--- Start PROVIDED TEXT ---
# What handlebars to go with my EPS



## nicensleazy (Aug 3, 2008)

Looking for a nice set of carbon handlebars and stem to go with my Amit EPS. I'm presently using 3 T but may trade up to the LTD 3 T bars. I have just tried the FSA K Wing Compact but just can't get on with them. Cheers


----------



## nrspeed (Jan 28, 2005)

Whatever matches your stem. I have 3t Rotundo LTD bars on my Colnago. You could also do Deda. I have the Presa on my Pinarello and like the shape too.


----------



## Guest (Sep 3, 2009)

Its great to match but I would also throw in whichever ones fit.


----------



## nicensleazy (Aug 3, 2008)

Yeah, take your point. I had big problems with the FSA K wing compact bars, just didn't work with Campag Super Record hoods. I'm leaning more toward the 3 T LTD bars. I'm using the 3 T pro bars at the moments and have found them a superb bar for the money.


----------



## ClassicSteel71 (Mar 5, 2009)

nicensleazy said:


> Yeah, take your point. I had big problems with the FSA K wing compact bars, just didn't work with Campag Super Record hoods. I'm leaning more toward the 3 T LTD bars. *I'm using the 3 T pro bars at the moments and have found them a superb bar for the money.*


So why switch. I have 3T alloy. They are top notch. Carbon bars are not an upgrade.
--- End PROVIDED TEXT ---
=== YOUR OBJECTIVE ===
In the handlebar thread, which bars does nicensleazy say did not work with Campag Super Record hoods?
--- Start RECORD EXCERPTS ---
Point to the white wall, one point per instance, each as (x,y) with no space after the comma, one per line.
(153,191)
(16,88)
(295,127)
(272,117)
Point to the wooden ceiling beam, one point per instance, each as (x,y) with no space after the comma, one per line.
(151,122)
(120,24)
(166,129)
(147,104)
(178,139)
--- End RECORD EXCERPTS ---
--- Start RECORD EXCERPTS ---
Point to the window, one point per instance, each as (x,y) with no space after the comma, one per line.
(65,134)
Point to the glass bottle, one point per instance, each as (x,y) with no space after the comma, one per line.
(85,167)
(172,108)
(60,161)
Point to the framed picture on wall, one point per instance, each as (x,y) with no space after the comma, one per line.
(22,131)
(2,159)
--- End RECORD EXCERPTS ---
=== EXERCISE RESULT ===
The FSA K Wing Compact bars.